Task objective: Report only the number of lines in the following entries where the word "power" occurs.
(Provided records begins)
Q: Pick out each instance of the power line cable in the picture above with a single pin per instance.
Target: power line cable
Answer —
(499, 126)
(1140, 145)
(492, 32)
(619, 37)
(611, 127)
(Provided records ends)
Exercise result: 2